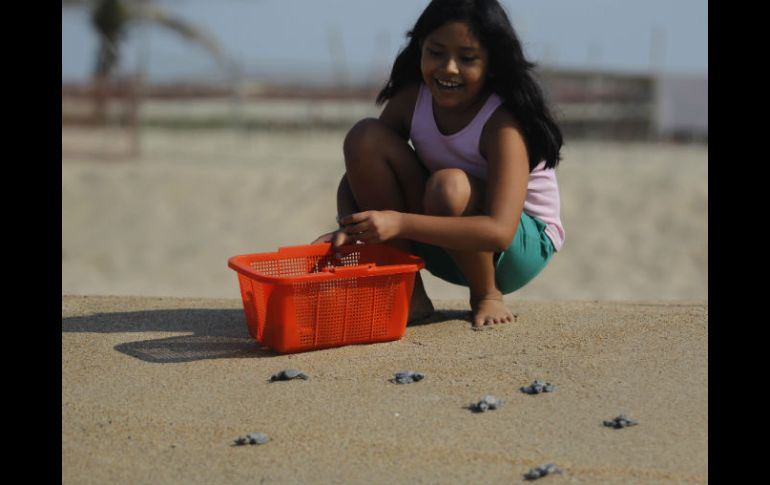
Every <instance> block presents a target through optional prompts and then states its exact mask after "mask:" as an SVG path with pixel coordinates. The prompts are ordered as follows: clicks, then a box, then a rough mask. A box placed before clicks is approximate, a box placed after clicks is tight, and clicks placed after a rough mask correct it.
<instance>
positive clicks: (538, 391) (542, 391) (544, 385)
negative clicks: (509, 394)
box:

> [ASSIGNMENT]
Set out every line from the material that contains the string "instance".

> [FINISHED TASK]
Every <instance> block presents a target through optional prompts and then states its exact mask after "mask:" as an SVG path with pixel coordinates. The prompts are ordered as follows: clicks, then a box, then a rough mask. A box placed before clicks is approximate, a box placed after clicks is tight, and clicks placed after a rough mask correct it.
<instance>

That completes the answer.